▶ _Problem A_: From the Neo4j question, list every distinct room name that appears in the dorm.csv data.
▶ _Problem B_: According to the Neo4j question, what uniquely identifies a Visit node?

▶ _Page text_:
Returning a count of and all complete paths in Neo4j

745 views Asked by At

Being an absolute noob in neo4j and having had very generous help with a previous question, I thought I'd try my luck once again as I'm still struggling.

The example scenario is that of students that enters a house and walks from one room to another. The journey doesn't have to start or end at a particular room but the order of sequence that a student enters a room is important.

What I want to find out is all the complete paths that students have taken along with a count of how many times the path in question was taken. Below is the sample data and what I've tried (thanks to the answer of a previous question along with a series of blog posts):

the file dorm.csv

ID|SID|EID|ROOM|ENTERS|LEAVES
1|1|12|BLUE|1/01/2015 11:00|4/01/2015 10:19
2|2|18|GREEN|1/01/2015 12:11|1/01/2015 12:11
3|2|18|YELLOW|1/01/2015 12:11|1/01/2015 12:20
4|2|18|BLUE|1/01/2015 12:20|5/01/2015 10:48
5|3|28|GREEN|1/01/2015 18:41|1/01/2015 18:41
6|3|28|YELLOW|1/01/2015 18:41|1/01/2015 21:00
7|3|28|BLUE|1/01/2015 21:00|9/01/2015 9:30
8|4|36|BLUE|1/01/2015 19:30|3/01/2015 11:00
9|5|40|GREEN|2/01/2015 19:08|2/01/2015 19:08
10|5|40|ORANGE|2/01/2015 19:08|3/01/2015 2:43
11|5|40|PURPLE|3/01/2015 2:43|4/01/2015 16:44
12|6|48|GREEN|3/01/2015 11:52|3/01/2015 11:52
13|6|48|YELLOW|3/01/2015 11:52|3/01/2015 17:45
14|6|48|RED|3/01/2015 17:45|7/01/2015 10:00

creating nodes for Student, Room and Visit where Visit is the event of a student entering a room uniquely identified by the ID property

CREATE CONSTRAINT ON (student:Student) ASSERT student.studentID IS UNIQUE;
CREATE CONSTRAINT ON (room:Room) ASSERT room.roomID IS UNIQUE;
CREATE CONSTRAINT ON (visit:Visit) ASSERT visit.visitID IS UNIQUE;


USING PERIODIC COMMIT
LOAD CSV WITH HEADERS FROM "file:///dorm.csv" as line fieldterminator '|'
MERGE (student:Student {studentID: line.SID})

▶ _Excerpted data_:

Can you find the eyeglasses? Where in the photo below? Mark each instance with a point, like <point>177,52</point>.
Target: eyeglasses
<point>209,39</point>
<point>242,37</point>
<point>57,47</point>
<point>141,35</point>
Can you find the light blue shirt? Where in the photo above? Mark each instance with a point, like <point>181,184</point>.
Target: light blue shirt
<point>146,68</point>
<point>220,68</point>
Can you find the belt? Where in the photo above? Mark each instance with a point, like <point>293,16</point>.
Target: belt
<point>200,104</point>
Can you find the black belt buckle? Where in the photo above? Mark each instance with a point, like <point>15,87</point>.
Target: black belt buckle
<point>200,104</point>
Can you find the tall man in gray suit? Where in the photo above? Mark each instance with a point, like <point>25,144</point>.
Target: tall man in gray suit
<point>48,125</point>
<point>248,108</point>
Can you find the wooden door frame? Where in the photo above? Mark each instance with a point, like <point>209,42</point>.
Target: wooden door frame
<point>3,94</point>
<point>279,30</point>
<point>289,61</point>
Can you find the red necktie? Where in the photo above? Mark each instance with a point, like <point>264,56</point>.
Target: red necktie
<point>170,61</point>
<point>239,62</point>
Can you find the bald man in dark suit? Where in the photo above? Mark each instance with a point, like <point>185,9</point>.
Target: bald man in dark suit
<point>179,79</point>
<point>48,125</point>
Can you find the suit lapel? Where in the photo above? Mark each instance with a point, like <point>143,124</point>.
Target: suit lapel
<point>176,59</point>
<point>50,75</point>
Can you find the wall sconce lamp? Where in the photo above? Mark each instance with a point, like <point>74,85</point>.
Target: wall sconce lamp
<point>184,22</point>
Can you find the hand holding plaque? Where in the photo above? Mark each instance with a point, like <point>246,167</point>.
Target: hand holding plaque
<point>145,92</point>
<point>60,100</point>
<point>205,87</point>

▶ _Worked answer A_: BLUE, GREEN, YELLOW, ORANGE, PURPLE, RED

▶ _Worked answer B_: The ID property.